**REQUIREMENT:** Print every record below line for line, leaving the pictures out.

[Data items]
=======
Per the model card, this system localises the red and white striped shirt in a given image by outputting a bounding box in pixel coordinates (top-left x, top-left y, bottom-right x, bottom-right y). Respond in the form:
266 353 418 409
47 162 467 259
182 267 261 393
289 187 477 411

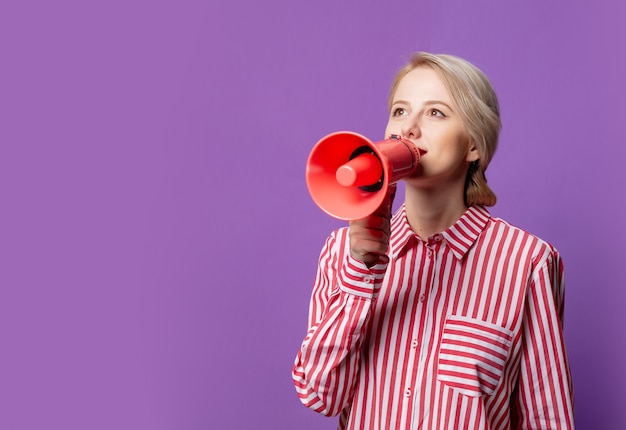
293 206 574 430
=======
**SOLUTION BELOW:**
Per the model card, this system localises the red and white striped shirt in a given image by outputting a bounding box in pixel coordinates (top-left x, top-left y, bottom-right x, bottom-right y). Respond in the form:
266 353 418 409
47 162 467 259
182 267 261 393
289 187 477 411

293 206 574 430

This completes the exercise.